Quoted passage:

* * * * *

The Sleeper Service, an Eccentric General Systems Vehicle (GSV) who had nominally left the Culture, is instructed to head to the location of the Excession by the ITG. As a condition the Sleeper Service demands that Genar-Hofoen, a human member of Contact, attend it to seek a resolution with his ex-lover, Dajeil, who lives in solitude on the GSV. They had had an intense love-affair and, after a series of sex changes, had each become impregnated by the other until Genar-Hofoen was unfaithful and Dajeil attacked Genar-Hofoen, killing the unborn child. Dajeil then suspended her pregnancy and withdrew from society for 40 years and the Sleeper Service hopes to effect a reconciliation between them.

As the stolen Affront fleet approaches the Excession, the Sleeper Service deploys a fleet of 80,000 remote controlled warships, in a misguided attempt to neutralize the threat. It transpires that the Affront have been manipulated into their grab for power by members of the ITG who thought it was morally imperative to curb the Affront's cruelty by any means, and intend to use the Affront's theft of Culture warships as an excuse for war. The Excession releases a wave of destructive energy towards the Sleeper Service. In desperation, the Sleeper Service transmits a complete copy of its personality, its "Mindstate", into the Excession, which has the effect of halting the attack. The Excession then vanishes as mysteriously as it appeared and the brief war with the Affront is halted.

* * * * *

Dataset extract:
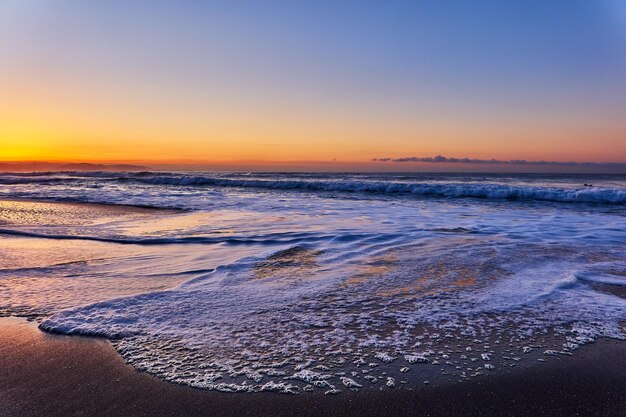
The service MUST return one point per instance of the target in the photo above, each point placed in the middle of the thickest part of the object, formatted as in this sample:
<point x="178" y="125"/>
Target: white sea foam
<point x="290" y="292"/>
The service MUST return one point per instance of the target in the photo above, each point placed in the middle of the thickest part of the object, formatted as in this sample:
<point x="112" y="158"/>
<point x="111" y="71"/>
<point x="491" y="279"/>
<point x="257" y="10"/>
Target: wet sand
<point x="51" y="375"/>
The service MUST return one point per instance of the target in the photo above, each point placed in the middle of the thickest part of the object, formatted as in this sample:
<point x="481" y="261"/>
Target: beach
<point x="165" y="294"/>
<point x="50" y="375"/>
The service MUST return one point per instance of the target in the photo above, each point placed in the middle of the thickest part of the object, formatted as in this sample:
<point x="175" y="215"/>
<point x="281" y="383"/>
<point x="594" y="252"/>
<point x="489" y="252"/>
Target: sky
<point x="312" y="82"/>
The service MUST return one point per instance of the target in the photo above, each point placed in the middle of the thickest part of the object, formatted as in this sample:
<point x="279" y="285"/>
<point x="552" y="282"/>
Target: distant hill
<point x="32" y="166"/>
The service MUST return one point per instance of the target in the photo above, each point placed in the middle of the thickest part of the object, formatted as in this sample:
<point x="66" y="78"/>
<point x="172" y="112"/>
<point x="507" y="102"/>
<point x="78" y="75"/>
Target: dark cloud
<point x="443" y="159"/>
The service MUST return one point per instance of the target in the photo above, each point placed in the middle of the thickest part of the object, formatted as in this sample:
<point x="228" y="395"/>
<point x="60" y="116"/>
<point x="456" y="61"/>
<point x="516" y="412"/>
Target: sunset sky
<point x="232" y="81"/>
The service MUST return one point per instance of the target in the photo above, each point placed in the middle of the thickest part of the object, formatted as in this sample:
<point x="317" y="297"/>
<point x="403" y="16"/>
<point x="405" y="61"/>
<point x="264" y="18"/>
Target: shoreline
<point x="53" y="375"/>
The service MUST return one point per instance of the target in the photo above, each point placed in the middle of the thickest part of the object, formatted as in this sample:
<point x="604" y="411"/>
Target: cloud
<point x="443" y="159"/>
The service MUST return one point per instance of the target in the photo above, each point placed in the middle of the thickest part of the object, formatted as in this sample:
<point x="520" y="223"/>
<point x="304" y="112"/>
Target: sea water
<point x="246" y="282"/>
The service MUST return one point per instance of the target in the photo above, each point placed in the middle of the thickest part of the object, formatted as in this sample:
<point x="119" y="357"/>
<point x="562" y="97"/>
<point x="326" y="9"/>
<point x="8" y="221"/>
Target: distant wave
<point x="488" y="190"/>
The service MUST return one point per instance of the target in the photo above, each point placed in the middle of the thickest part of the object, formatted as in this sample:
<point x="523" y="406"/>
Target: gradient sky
<point x="312" y="81"/>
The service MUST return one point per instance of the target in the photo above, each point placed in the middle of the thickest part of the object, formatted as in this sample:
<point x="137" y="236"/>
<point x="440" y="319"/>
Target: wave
<point x="268" y="239"/>
<point x="486" y="190"/>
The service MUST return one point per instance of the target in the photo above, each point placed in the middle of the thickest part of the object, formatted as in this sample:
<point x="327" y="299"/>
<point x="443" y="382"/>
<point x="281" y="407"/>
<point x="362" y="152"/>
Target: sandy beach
<point x="50" y="375"/>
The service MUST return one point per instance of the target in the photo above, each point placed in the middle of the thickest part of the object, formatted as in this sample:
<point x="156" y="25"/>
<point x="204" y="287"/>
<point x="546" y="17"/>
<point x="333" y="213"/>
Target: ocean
<point x="247" y="282"/>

* * * * *

Written task:
Could you return everything from "The Sleeper Service, an" down to "reconciliation between them." in the plot summary, copied word for word?

Result:
The Sleeper Service, an Eccentric General Systems Vehicle (GSV) who had nominally left the Culture, is instructed to head to the location of the Excession by the ITG. As a condition the Sleeper Service demands that Genar-Hofoen, a human member of Contact, attend it to seek a resolution with his ex-lover, Dajeil, who lives in solitude on the GSV. They had had an intense love-affair and, after a series of sex changes, had each become impregnated by the other until Genar-Hofoen was unfaithful and Dajeil attacked Genar-Hofoen, killing the unborn child. Dajeil then suspended her pregnancy and withdrew from society for 40 years and the Sleeper Service hopes to effect a reconciliation between them.